### TEXT SEGMENT
---*---
Monegros semi-Desert, Spain. Source: Smoobs.
According to the European Environment Agency (EEA), one-third of European countries have relatively low availability of water, less than 5,000 m3 of water per head per year, which equals 14 litres/day when we know that the average consumption is around 100 to 140 l/day. Moreover, in Europe, even countries like Belgium, the UK, and Germany, which are considered as water-healthy are now experiencing water scarcity. The EEA claims that “water scarcity occurs where there are insufficient water resources to satisfy long-term average requirements. It refers to long-term water imbalances, combining low water availability with a level of water demand exceeding the supply capacity of the natural system”. Water scarcity is exacerbated by well-known additional factors such as the constant population growth, rising demand for water, particularly in industry and relentless urbanization.
---*---
### ENTRIES SUPPLIED

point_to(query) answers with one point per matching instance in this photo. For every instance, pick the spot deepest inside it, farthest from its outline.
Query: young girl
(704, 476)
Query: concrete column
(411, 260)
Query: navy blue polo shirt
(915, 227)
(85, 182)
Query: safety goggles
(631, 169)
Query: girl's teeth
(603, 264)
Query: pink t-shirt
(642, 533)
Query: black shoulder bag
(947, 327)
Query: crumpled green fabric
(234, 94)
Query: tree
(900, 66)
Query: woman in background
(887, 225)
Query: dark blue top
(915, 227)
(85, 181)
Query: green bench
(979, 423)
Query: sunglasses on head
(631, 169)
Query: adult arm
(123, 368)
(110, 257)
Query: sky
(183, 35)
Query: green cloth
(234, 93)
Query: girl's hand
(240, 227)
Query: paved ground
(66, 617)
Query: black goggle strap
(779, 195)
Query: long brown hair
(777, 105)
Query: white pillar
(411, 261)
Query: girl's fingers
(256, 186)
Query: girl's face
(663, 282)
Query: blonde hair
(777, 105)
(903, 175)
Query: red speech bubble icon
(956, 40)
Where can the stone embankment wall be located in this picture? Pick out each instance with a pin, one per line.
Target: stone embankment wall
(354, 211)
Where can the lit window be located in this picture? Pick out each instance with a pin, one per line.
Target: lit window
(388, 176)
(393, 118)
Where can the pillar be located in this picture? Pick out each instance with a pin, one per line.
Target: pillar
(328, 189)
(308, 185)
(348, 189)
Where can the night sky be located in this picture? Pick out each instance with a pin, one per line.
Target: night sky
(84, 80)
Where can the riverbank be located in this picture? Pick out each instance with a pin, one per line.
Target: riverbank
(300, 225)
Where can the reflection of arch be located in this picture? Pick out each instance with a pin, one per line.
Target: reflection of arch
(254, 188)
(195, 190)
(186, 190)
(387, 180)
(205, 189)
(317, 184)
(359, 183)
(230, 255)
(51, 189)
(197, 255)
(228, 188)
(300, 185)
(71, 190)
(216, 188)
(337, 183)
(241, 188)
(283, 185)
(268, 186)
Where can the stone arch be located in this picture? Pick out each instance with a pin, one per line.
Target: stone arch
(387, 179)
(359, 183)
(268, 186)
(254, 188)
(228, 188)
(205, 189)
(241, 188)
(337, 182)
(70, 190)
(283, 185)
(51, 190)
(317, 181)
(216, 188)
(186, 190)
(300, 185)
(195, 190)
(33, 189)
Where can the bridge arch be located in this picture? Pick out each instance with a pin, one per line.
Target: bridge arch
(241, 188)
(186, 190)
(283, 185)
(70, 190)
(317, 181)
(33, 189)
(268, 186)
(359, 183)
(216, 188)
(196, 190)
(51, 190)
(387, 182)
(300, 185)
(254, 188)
---*---
### WRITTEN TASK A
According to the text on European water scarcity, which countries considered water-healthy are now experiencing water scarcity?
### WRITTEN TASK B
From the text on European water scarcity, reproduce word for word the part that opens with the words containing "According to the" and closes with "and relentless urbanization.".

### TASK SOLUTION A
Belgium, the UK, and Germany.

### TASK SOLUTION B
According to the European Environment Agency (EEA), one-third of European countries have relatively low availability of water, less than 5,000 m3 of water per head per year, which equals 14 litres/day when we know that the average consumption is around 100 to 140 l/day. Moreover, in Europe, even countries like Belgium, the UK, and Germany, which are considered as water-healthy are now experiencing water scarcity. The EEA claims that “water scarcity occurs where there are insufficient water resources to satisfy long-term average requirements. It refers to long-term water imbalances, combining low water availability with a level of water demand exceeding the supply capacity of the natural system”. Water scarcity is exacerbated by well-known additional factors such as the constant population growth, rising demand for water, particularly in industry and relentless urbanization.